▸ **Task instructions**: Copy the records below word for word, keeping every line unchanged and in the same order.

◆ ◆ ◆ ◆ ◆ ◆ ◆

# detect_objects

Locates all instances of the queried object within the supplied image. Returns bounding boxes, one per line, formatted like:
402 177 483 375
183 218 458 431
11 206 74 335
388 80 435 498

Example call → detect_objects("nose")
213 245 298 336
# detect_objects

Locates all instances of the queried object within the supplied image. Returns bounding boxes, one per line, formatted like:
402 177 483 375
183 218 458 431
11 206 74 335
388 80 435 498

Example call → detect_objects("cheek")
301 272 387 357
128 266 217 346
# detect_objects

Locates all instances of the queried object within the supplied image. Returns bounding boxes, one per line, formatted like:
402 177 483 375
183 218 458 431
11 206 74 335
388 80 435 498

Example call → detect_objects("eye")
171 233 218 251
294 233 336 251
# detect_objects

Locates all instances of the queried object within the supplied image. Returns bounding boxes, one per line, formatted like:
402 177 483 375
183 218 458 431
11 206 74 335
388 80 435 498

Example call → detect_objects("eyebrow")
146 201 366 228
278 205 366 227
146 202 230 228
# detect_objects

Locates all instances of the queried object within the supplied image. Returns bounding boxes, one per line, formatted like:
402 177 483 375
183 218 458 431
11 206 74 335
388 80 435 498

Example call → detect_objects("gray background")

◆ ◆ ◆ ◆ ◆ ◆ ◆

▸ **The result**:
# detect_objects

Locates all instances of the queried object within the supplied image. Returns bounding boxes, one per line, formatted like:
402 177 483 375
183 218 458 431
11 206 74 335
388 80 435 498

Example call → detect_objects("nose")
213 245 298 336
# detect_objects

Locates all instances of the queried object within the supplied image. Returns bounding boxes, one per line, formatted like:
402 177 483 375
183 218 458 431
11 206 74 335
388 80 435 498

Example call → detect_objects("cheek")
301 272 387 357
128 266 217 346
# detect_objects

Locates all instances of the queried object within the supplied image. Returns bounding boxes, one per line, formatted like:
402 177 483 375
183 218 458 431
11 206 74 335
388 80 435 498

Example call → detect_objects("eye")
171 233 218 251
294 233 336 251
# detect_objects

Locates all instances of the queried object within the supplied image. Returns bounding boxes, one per line, formatted like:
402 177 483 375
183 218 458 431
11 206 74 335
388 80 435 498

Example call → detect_objects("eyebrow")
146 201 366 228
278 205 366 227
146 202 230 228
# detect_objects

Locates all instances of the queried object within the supplied image. Returns bounding boxes, one per line, formatted like:
402 177 483 375
183 218 458 431
11 206 74 335
388 80 435 498

Example call → detect_objects("gray background")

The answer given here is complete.